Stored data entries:
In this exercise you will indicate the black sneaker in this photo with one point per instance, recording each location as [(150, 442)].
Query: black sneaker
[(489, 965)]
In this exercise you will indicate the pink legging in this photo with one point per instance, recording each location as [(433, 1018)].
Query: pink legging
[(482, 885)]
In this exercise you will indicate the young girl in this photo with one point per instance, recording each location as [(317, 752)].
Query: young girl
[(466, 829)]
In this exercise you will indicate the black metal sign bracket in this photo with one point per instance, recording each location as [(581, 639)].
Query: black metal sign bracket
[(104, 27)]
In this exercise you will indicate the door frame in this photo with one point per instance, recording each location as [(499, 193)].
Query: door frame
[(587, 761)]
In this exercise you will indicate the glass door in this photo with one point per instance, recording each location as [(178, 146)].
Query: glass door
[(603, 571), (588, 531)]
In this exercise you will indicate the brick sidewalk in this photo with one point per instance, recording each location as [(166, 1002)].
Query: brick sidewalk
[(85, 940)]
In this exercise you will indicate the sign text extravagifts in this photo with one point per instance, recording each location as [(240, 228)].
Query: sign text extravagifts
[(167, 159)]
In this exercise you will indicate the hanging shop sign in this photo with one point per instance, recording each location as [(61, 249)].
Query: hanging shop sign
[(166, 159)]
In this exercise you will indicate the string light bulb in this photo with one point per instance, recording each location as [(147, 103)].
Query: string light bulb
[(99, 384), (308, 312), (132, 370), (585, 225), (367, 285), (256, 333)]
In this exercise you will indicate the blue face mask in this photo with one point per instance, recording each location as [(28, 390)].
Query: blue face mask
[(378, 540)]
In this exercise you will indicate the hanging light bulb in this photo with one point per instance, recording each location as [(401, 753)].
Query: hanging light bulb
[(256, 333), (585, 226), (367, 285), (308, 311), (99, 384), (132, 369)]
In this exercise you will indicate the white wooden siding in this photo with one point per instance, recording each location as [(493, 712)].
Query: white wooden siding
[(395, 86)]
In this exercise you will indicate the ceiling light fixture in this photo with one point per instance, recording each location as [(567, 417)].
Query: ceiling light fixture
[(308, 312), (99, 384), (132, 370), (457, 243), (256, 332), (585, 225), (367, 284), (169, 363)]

■ WHAT YOU NEED TO DO
Each entry above needs to be retyped exactly.

■ SOLUTION TO THIS EXERCISE
In this exercise you will indicate the black sneaker in this photo with one point per instance, recording each location as [(150, 442)].
Query: black sneaker
[(489, 965)]
In this exercise you will indicate the pink legging in this photo with one point per instance, recording each location as [(433, 1018)].
Query: pink legging
[(482, 885)]
In this exercise you will indicate the young girl in this photo with one point per instance, recording each location as [(317, 752)].
Query: young girl
[(466, 829)]
In this exercise you will indicate the black metal sign bracket in this photo with one point per instance, recording each location as [(581, 639)].
Query: black metal sign bracket
[(104, 27)]
In this exercise you will indicate the door frame in this photo with one point per instance, recording each location as [(499, 193)].
Query: door frame
[(587, 761)]
In this exercise you will indicate the glass door in this photo with one point per instance, recording each location as [(178, 146)].
Query: glass door
[(603, 571), (588, 531)]
In this exercise you will indicate the brick sidewalk in this photo with one point per instance, recording each location as [(166, 1002)].
Query: brick sidewalk
[(85, 940)]
In this exercise you will indicate the sign text extravagifts in this photo with one point per instance, recording each location as [(240, 228)].
Query: sign text extravagifts
[(167, 159)]
In this exercise you will indicate the hanging shop sign in this photo with one point per instance, recording each location as [(61, 249)].
Query: hanging shop sign
[(166, 159)]
In this exercise you will indicate the string light bulb in this photo with one point per instance, recording each location as [(147, 103)].
Query: string light bulb
[(99, 384), (308, 312), (132, 370), (585, 225), (367, 285), (256, 333)]
In this exercise you will indicate the blue face mask in this photo with one point per instance, recording each location as [(28, 390)].
Query: blue face mask
[(378, 540)]
In this exercise you will indicate the hanging light bulb in this photo with one point per instance, recording each location as [(401, 753)].
Query: hanging light bulb
[(256, 333), (585, 226), (367, 285), (308, 311), (99, 384), (132, 369)]
In this exercise you will indicate the white wooden siding in this photo with one point per instance, recording each location as [(493, 712)].
Query: white wooden siding
[(395, 86)]
In this exercise you will indicate the ceiling light fixture in this photo with one point per instance, recording each location as [(567, 417)].
Query: ceiling light fixture
[(308, 312), (99, 384), (132, 370), (457, 243), (256, 332), (585, 225), (367, 284), (169, 363)]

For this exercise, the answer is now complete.